* [Work task] Only the stretch of the listing below that runs from the line with "Target: man in blue jacket" through the line with "Target: leafy tree canopy" is to be printed, exactly and with both ends.

* [Material shown]
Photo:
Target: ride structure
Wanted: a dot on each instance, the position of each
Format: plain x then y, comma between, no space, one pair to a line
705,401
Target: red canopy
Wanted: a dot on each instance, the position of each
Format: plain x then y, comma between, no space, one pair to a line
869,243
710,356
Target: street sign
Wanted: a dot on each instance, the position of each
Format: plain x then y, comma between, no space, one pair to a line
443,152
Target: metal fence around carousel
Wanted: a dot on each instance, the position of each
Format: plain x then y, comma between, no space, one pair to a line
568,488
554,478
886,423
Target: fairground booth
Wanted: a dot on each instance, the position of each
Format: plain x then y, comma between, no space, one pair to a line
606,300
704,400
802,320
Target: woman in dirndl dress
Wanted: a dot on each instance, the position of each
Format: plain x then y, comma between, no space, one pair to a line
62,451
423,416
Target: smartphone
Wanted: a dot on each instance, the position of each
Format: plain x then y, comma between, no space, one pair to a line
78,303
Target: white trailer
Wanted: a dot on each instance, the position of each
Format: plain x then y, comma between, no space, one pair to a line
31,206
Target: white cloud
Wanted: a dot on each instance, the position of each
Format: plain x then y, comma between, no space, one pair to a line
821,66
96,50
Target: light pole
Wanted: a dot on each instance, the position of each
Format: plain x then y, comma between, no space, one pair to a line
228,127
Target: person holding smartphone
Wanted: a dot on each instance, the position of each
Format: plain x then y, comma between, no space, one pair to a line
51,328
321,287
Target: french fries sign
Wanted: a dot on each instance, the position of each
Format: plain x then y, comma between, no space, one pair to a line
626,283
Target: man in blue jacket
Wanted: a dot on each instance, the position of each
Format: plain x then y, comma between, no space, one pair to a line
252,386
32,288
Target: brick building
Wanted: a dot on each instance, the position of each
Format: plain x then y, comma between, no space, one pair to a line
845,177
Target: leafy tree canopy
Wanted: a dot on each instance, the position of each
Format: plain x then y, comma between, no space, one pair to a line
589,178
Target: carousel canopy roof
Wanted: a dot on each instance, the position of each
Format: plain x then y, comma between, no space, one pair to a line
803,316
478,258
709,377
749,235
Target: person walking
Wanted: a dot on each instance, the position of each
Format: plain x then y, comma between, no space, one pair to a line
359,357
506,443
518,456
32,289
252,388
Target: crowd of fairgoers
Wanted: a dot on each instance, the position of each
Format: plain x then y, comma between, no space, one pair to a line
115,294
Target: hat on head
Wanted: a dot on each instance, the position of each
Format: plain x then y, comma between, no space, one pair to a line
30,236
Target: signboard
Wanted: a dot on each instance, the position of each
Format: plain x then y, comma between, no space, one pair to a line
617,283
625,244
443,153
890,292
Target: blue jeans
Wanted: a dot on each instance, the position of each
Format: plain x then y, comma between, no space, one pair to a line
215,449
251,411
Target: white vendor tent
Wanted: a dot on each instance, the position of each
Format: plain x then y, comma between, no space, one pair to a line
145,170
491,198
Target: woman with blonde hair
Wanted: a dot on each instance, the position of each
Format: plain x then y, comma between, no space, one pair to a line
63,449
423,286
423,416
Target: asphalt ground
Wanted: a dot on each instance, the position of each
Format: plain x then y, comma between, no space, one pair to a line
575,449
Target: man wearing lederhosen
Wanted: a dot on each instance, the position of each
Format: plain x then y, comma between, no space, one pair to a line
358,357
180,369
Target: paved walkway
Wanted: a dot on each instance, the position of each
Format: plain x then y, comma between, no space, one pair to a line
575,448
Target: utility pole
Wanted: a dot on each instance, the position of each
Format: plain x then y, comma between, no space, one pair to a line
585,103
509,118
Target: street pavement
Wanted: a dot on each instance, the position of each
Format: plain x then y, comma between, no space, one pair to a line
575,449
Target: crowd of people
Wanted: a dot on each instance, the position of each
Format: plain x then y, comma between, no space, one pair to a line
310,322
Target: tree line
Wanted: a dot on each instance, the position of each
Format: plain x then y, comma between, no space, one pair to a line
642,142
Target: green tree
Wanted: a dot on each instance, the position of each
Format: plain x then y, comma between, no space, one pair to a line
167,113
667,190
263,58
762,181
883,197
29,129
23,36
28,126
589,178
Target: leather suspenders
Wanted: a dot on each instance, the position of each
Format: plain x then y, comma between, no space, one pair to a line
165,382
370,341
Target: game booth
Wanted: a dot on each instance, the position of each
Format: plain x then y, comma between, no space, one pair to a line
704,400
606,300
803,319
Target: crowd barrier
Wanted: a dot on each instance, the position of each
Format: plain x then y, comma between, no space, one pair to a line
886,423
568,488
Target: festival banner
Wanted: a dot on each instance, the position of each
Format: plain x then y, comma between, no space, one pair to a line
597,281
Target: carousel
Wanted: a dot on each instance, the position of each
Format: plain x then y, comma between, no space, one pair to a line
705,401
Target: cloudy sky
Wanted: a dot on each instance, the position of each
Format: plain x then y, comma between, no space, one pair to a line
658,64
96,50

* [Answer to this exercise]
Target: man in blue jacket
Wanted: a dot on each instance, the position of each
Format: plain x then y, comma between, no space, one pair to a line
252,386
32,288
Target: brick building
Wanted: a dot on each instance, the position of each
Format: plain x then y, comma between, no space, one pair to a line
845,177
Target: leafy tree canopy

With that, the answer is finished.